* _Job_: In the game review, which part of CODBLOPSII is described as quite different and still great?

* _Page_:
________________
In some ways, Mage Wars is this year’s Mage Knight. The games couldn’t be more different from each other, but both are deeper-than-usual, more complex than  usual titles that are definitely “long haul” games requiring more commitment and attention than many of today’s popular games. When I first got Mage Wars, I thought I was in for it. It had that kind of look that you recognize when you’ve reviewed games for a long time, that look that says “you probably shouldn’t have asked for a review copy”. But after a fumbling learning game, I realized what a treasure this game is. If Summoner Wars was too light for you, if you wish that Magic had dice-based combat, or if you wish somebody would have taken Dreamblade seriously then you should take a look at this game. It’s a little bit of a hot mess, but if you put in the time to learn it, it’s like getting an all-new CCG but with board game elements in one box. There’s WAY more value than in an LCG without expansions here.

Does anybody play with the core spell set? Wondering if I need it.

Article 27 is great.

City of Horror isn’t. It’s fucking terrible. Take Mall of Horror and add a bunch of pointless bullshit that clutters up the mechanics and the theme and you’ve got this god-awful contraption. It feels like kitchen sink ideas that were wisely cut out of Mall of Horror before it was published. It’s really almost the same game, just awful.

 

On the Consoles

I wound up picking CODBLOPSII even though I didn’t think I was going to. It just wouldn’t feel like the holidays without some Call of Duty. Anyway, it is what it is. The campaign so far is terrible, worse than any of the others. Yeah, supposedly you make Meaningful Choices and there are branching outcomes, but it’s incredibly dumb. The part where the future super-soldiers put on flying squirrel costumes and fly cracked me up. I’m not kidding. Did you know that all you needed to do to fly was to connect space age fabric from your hands to your ankles?  Or that Nanogloves can make you stick to rocks? The gameplay is, so far, pretty bad. Lots of those terrible scenes with endlessly respawning bad guys that you’re just supposed to mow down en masse until you hit a checkpoint.  Invisible walls by the meter.

It’s unbelievably stupid. Moreso than other COD games. They’ve gone so far over the top they’ve come round the bottom and back over the top again. There’s a hallucinatory one-man machete massacre. There’s a scene where you fight HIND helicopters on horseback, firing stinger missiles at them. There’s a dance club. Another hilarious scene where robots fight guys on horses, exploding the horses into the air. And on top of it all, a guest appearance by the Original Panamaniac, Manuel Noriega.

The strike force missions, which are one of the game’s new features, are terribly handled, sloppily executed RTS levels where you can jump in and take control of a soldier or robot. They’re a total mess, there really isn’t any strategy to them at all.

The multiplayer, on the other hand, is quite different and remains great. The Pick 10 thing is brilliant. The scorestreaks (not killstreaks) are brilliant. All in all, the MP part feels like it’ll be the best COD ever.
________________
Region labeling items
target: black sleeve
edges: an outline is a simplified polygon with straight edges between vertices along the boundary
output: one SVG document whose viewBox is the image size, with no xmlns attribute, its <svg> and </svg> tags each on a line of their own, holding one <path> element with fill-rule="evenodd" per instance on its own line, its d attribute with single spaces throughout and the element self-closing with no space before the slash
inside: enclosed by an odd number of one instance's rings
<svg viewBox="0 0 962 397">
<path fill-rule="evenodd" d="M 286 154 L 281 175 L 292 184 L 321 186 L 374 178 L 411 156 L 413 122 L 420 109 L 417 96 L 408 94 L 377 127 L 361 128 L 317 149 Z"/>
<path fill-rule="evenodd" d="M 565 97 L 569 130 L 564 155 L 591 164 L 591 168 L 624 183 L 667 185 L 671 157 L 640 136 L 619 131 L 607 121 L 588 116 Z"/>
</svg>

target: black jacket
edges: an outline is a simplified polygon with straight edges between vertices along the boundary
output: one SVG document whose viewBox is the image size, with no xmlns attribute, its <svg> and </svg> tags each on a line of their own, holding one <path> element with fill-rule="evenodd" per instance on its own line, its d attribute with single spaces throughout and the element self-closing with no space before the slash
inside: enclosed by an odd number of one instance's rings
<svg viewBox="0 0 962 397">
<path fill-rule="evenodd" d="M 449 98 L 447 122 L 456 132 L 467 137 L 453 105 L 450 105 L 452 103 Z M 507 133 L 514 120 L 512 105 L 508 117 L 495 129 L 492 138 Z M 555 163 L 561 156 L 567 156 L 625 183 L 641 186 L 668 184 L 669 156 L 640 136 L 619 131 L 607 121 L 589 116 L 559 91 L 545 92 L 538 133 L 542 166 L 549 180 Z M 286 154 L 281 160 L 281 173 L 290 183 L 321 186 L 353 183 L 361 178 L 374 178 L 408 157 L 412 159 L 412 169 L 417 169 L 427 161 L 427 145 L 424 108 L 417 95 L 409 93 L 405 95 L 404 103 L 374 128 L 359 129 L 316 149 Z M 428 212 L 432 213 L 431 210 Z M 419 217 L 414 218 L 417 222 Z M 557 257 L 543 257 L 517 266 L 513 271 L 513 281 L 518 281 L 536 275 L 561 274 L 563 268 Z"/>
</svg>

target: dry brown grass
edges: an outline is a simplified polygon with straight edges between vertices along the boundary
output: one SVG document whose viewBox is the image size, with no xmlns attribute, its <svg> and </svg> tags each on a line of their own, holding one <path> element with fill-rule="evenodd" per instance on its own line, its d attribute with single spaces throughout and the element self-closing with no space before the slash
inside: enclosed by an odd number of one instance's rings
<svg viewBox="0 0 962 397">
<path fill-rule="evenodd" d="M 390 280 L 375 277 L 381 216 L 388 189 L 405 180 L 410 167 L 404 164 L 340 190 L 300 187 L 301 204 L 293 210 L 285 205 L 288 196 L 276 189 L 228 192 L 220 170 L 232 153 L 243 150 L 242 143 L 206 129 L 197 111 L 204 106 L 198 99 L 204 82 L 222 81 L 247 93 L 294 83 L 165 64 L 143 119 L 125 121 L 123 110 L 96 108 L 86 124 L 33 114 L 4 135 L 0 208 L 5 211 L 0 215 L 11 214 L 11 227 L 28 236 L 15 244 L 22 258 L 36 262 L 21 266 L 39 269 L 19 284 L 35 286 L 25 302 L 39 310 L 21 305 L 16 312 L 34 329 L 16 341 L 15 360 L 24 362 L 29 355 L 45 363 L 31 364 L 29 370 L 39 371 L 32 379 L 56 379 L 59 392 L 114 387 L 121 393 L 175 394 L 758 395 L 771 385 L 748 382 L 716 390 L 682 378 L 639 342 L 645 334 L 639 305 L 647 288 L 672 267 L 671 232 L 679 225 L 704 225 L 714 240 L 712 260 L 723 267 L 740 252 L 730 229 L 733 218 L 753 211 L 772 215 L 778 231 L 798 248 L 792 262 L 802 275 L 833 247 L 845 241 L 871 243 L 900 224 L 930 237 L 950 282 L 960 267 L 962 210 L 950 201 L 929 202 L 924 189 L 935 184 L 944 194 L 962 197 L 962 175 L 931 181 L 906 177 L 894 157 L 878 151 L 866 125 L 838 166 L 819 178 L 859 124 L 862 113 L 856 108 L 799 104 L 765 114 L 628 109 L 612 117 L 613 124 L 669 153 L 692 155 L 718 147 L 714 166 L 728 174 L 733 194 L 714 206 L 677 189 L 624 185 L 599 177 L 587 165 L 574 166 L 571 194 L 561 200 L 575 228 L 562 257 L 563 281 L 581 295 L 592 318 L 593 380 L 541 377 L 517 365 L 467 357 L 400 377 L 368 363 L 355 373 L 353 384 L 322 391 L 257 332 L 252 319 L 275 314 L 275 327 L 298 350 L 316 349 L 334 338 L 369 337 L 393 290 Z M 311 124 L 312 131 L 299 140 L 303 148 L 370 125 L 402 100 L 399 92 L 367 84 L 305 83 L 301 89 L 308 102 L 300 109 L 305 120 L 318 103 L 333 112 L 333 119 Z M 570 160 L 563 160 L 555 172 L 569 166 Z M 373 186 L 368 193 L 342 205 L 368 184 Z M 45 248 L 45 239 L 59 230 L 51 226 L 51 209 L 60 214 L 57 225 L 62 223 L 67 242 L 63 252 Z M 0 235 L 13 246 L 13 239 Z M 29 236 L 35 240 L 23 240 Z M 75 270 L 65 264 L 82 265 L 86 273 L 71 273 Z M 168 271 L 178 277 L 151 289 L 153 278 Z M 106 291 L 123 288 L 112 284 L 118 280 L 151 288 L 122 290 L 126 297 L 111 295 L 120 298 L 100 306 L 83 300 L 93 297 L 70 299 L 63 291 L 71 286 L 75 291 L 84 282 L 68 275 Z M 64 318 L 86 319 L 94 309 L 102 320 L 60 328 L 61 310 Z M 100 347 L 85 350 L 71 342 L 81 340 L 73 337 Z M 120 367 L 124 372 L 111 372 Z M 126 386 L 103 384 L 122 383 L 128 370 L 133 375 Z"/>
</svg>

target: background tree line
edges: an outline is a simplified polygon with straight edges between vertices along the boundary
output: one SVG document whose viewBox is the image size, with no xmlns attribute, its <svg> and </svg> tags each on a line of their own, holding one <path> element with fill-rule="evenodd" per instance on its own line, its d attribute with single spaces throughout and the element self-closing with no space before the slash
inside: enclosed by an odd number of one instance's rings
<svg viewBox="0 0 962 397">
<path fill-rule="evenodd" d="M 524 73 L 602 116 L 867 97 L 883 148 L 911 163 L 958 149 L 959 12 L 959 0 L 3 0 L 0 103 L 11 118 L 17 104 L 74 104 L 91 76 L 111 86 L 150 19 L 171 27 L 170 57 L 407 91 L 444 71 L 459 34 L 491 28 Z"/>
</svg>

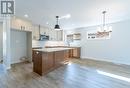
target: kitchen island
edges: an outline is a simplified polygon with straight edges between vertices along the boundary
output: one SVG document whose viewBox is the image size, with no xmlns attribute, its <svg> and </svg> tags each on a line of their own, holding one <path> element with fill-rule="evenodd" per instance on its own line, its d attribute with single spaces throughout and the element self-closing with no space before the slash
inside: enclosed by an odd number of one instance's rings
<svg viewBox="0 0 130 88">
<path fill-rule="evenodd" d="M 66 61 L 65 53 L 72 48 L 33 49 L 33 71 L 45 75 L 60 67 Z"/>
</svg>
________________
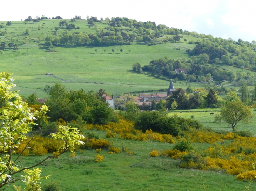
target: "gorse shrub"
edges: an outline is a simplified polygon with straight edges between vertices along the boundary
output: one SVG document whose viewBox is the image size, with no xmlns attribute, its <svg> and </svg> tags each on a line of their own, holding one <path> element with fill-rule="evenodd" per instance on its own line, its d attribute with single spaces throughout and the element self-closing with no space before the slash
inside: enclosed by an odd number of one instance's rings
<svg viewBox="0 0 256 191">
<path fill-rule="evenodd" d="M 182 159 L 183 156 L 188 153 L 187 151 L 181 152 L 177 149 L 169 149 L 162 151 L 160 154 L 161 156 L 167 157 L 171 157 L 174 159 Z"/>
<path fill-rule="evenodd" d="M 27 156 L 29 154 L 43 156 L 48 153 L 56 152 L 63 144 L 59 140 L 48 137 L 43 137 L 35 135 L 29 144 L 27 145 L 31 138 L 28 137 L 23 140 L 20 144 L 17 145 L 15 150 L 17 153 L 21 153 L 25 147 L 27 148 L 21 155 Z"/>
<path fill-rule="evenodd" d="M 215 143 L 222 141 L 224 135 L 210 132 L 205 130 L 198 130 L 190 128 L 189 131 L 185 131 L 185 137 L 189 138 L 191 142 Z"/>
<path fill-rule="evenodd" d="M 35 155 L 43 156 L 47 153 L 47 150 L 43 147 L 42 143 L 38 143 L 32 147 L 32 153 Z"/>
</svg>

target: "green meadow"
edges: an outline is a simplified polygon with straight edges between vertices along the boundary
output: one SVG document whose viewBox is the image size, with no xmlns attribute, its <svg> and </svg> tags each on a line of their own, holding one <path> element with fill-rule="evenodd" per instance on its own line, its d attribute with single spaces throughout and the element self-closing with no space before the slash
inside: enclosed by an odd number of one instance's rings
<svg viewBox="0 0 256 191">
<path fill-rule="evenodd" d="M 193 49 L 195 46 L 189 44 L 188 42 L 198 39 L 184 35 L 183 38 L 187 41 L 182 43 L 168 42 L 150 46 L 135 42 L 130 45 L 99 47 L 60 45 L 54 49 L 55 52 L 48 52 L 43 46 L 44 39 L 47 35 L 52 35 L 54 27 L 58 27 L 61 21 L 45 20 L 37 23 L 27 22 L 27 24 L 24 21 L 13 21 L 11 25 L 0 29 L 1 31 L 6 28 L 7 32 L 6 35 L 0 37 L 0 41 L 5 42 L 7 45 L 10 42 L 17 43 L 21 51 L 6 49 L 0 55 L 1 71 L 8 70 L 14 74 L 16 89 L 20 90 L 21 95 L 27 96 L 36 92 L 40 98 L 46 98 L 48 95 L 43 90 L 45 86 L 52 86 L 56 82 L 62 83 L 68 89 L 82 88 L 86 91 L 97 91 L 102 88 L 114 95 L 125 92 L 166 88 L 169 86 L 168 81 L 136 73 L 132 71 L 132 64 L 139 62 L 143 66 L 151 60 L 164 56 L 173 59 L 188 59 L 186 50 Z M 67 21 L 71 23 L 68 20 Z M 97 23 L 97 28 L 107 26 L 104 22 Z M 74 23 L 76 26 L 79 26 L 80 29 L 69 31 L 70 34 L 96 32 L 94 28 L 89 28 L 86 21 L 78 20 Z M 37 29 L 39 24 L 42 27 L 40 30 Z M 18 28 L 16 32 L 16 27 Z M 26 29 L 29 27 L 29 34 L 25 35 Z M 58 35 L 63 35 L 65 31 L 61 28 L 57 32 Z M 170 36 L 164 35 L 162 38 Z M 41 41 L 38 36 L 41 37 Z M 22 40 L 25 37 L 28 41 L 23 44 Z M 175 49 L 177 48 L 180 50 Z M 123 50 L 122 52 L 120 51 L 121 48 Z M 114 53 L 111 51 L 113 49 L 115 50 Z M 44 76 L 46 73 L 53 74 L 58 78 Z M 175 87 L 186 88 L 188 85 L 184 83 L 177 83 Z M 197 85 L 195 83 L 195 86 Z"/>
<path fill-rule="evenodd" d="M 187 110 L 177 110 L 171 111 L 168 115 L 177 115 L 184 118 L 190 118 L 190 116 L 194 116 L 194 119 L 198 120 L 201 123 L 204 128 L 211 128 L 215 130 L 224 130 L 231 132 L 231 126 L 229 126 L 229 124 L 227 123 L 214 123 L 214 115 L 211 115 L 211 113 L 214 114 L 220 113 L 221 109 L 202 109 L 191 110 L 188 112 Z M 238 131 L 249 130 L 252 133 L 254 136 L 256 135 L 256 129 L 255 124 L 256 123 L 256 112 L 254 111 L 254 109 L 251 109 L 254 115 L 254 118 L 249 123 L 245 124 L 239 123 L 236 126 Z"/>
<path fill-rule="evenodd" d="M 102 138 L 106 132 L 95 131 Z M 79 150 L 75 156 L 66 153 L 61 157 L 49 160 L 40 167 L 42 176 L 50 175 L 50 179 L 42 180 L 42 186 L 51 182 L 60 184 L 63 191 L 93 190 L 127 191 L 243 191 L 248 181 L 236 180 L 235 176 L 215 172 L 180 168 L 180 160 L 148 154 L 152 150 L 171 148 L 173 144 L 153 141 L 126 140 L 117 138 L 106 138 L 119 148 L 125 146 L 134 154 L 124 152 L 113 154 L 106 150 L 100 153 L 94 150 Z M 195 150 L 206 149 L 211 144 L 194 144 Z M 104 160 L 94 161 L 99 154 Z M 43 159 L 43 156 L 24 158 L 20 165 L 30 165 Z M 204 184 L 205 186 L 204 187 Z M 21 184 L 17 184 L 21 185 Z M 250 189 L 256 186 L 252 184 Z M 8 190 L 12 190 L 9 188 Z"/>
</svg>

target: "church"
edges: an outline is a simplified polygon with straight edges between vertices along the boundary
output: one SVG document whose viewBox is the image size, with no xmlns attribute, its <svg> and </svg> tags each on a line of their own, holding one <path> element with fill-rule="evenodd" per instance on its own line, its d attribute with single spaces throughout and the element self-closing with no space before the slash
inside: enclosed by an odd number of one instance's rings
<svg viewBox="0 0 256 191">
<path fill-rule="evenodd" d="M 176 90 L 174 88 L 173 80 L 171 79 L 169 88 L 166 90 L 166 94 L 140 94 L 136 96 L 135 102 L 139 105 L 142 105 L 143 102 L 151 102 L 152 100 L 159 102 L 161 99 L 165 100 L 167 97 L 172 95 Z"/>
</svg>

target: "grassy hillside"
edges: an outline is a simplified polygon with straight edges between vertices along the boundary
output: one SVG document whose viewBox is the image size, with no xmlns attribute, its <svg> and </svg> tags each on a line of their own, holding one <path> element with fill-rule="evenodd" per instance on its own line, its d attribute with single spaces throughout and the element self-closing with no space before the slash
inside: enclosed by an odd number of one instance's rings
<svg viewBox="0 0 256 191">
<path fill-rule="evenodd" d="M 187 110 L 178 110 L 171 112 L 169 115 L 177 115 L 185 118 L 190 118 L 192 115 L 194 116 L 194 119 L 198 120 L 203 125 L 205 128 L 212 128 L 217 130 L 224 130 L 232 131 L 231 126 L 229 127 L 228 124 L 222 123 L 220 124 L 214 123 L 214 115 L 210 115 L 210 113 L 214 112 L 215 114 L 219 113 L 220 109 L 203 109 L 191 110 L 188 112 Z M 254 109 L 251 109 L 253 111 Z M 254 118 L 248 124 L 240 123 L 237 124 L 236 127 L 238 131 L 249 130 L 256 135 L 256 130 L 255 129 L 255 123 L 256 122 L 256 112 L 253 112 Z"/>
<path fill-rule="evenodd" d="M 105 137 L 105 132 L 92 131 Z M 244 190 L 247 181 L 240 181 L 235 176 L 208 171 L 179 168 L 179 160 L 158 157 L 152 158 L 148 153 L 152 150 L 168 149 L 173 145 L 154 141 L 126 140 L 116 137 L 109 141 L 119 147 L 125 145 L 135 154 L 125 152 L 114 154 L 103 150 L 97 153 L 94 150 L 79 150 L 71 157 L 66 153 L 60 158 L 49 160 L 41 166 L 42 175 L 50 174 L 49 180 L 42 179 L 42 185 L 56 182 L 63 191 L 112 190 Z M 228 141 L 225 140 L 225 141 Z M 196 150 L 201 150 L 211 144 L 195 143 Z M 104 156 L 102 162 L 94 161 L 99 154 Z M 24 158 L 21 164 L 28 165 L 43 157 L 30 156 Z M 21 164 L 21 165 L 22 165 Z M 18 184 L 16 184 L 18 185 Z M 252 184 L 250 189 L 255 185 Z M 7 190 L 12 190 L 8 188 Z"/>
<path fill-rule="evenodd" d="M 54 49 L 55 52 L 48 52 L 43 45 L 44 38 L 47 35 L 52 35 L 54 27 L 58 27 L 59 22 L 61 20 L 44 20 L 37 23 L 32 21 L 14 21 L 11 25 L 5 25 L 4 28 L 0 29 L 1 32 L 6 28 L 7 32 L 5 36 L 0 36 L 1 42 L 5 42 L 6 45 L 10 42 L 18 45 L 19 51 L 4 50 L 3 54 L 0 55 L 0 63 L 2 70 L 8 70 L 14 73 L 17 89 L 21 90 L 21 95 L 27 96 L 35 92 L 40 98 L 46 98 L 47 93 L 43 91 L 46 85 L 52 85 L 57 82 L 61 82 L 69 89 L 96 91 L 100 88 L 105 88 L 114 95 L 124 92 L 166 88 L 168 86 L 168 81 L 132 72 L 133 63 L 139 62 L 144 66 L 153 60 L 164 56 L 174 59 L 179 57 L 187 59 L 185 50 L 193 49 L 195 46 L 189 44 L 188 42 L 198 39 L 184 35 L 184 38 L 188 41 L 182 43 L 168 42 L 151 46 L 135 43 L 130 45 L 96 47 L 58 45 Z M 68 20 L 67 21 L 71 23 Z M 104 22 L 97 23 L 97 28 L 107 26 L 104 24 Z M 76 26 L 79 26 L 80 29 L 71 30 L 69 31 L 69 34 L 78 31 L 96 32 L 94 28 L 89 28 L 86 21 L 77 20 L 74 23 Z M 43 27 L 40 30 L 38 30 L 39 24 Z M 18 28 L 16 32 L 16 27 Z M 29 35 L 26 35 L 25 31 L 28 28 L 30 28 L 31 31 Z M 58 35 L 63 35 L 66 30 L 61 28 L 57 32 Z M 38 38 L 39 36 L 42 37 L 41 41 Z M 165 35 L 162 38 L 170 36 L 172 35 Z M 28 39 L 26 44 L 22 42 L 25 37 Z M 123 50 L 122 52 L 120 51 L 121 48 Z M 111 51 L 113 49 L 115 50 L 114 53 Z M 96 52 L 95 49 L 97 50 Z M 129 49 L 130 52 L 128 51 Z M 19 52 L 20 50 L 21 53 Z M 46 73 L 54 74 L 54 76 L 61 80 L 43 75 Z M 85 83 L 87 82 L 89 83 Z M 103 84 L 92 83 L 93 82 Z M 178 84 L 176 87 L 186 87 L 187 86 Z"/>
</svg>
________________
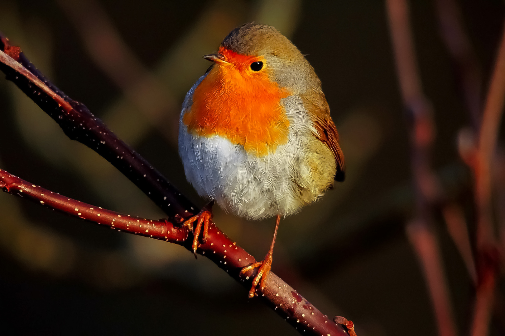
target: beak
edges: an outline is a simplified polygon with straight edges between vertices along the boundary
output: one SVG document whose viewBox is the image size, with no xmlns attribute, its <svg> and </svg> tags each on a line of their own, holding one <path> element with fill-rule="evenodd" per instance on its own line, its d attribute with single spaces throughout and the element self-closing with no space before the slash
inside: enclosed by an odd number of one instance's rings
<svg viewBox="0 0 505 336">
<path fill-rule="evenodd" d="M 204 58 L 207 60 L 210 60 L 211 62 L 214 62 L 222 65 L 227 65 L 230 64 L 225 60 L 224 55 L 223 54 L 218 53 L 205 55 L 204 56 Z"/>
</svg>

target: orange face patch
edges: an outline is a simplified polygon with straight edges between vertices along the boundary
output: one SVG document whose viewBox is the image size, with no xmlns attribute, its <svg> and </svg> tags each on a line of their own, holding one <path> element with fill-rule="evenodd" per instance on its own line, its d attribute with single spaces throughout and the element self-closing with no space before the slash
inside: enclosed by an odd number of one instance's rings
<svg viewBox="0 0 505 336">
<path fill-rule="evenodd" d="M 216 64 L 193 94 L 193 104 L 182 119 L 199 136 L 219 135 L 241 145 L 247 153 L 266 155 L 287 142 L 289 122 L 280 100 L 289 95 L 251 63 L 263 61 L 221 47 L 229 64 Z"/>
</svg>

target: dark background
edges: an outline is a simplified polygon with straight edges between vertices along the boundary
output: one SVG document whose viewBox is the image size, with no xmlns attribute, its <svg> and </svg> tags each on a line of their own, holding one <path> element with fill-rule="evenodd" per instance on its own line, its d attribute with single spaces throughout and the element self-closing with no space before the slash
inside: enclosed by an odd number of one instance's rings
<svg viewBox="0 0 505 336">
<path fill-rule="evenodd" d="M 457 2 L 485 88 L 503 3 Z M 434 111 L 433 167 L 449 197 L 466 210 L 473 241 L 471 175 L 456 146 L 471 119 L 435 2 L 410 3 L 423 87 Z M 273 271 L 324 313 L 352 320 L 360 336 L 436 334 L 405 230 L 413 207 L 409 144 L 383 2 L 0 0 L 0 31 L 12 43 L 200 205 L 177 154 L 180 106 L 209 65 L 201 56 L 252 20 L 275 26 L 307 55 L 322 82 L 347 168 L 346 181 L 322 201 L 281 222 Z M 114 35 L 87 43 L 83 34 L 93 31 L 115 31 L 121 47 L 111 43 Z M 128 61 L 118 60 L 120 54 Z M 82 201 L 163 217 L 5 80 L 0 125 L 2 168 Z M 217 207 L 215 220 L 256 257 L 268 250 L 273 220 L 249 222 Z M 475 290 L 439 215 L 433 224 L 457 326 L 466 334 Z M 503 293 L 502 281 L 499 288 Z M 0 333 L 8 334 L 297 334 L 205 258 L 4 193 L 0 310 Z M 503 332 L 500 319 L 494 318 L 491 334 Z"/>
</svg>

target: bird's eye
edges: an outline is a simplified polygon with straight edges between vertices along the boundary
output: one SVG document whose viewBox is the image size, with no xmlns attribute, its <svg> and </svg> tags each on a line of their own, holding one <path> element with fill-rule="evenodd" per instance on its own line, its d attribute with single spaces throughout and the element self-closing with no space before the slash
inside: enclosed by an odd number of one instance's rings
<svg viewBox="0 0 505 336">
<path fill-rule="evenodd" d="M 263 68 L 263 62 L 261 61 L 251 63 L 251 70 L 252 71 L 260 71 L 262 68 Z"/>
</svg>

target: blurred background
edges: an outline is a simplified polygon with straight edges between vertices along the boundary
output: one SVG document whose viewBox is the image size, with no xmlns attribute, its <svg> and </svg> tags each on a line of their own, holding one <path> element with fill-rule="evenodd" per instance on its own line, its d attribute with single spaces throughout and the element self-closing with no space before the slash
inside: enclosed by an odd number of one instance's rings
________________
* _Answer_: The multiplayer.